SOURCE MATERIAL:
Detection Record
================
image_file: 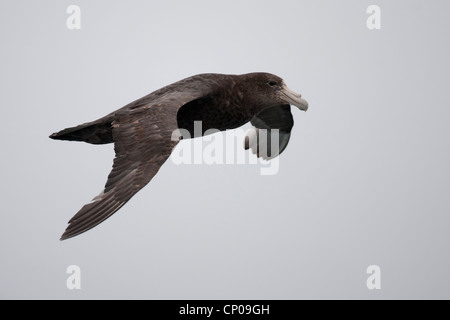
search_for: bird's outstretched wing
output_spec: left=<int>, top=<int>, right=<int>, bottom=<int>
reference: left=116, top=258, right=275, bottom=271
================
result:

WHAT TO WORK ON: Set down these rows exactly as they appear, leaving out the pictures.

EXPECTED ANSWER:
Detection Record
================
image_file: 
search_for: bird's outstretched wing
output_spec: left=<int>, top=<int>, right=<int>, bottom=<int>
reference: left=116, top=258, right=275, bottom=271
================
result:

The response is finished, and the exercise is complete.